*Exercise prompt*.
Rewrite the data below, swapping "Return the mask" for "Output the mask" at every occurrence and changing nothing else.

*Stored records*.
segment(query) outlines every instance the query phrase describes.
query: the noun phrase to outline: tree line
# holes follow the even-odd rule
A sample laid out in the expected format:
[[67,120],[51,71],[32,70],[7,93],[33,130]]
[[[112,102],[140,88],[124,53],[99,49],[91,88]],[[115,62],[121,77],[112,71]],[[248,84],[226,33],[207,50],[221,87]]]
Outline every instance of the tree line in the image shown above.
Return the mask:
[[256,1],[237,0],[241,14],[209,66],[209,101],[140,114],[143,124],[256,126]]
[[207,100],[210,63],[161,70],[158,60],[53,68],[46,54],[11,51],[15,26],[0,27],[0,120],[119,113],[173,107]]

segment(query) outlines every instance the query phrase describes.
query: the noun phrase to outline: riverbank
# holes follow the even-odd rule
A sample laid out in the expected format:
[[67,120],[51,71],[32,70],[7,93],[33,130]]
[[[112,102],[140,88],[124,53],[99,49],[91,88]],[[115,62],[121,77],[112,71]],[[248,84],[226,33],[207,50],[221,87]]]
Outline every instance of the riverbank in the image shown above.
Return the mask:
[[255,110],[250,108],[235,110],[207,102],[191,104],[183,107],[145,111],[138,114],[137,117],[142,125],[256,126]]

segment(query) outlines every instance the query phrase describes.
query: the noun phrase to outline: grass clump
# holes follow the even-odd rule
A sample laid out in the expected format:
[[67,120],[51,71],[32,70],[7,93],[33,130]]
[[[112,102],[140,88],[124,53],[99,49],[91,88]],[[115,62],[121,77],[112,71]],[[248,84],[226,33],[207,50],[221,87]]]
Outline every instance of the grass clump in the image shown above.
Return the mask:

*Result of the task*.
segment(query) outlines every instance the query phrase describes.
query: the noun phrase to outline: tree line
# holes follow the even-odd rule
A sample laid out in the expected format:
[[67,120],[51,71],[32,70],[7,93],[33,130]]
[[[112,102],[140,88],[124,53],[99,49],[91,88]],[[115,62],[121,77],[112,71]],[[248,84],[226,33],[207,50],[221,87]]]
Outline every instance of the tree line in the image shown above.
Output the mask:
[[256,1],[237,0],[241,14],[209,66],[209,101],[140,114],[143,124],[256,126]]
[[207,100],[210,63],[161,70],[158,60],[53,68],[46,54],[11,51],[15,26],[0,27],[0,120],[119,113],[173,107]]

segment(query) outlines every instance the query phrase describes.
query: the noun phrase to outline: riverbank
# holes follow the even-odd rule
A sample laid out in the expected format:
[[67,120],[51,71],[32,70],[7,93],[33,130]]
[[[112,102],[140,88],[124,53],[99,49],[91,88]],[[115,62],[121,77],[112,71]],[[248,84],[226,33],[207,50],[221,87]]]
Outline every instance of the riverbank in the image shown above.
Output the mask:
[[255,110],[250,108],[235,110],[207,102],[191,104],[183,107],[145,111],[138,114],[137,117],[142,125],[256,126]]

segment(query) outlines every instance the query phrase describes.
query: the noun phrase to outline: grass clump
# holes follow the even-odd rule
A sample laid out in the expected format:
[[67,120],[51,71],[32,70],[7,93],[33,130]]
[[[112,102],[140,88],[124,53],[99,49],[91,88]],[[115,62],[121,77],[112,71]],[[248,84],[226,33],[207,50],[221,87]]]
Outline every instance of the grass clump in the image shown above.
Output the mask:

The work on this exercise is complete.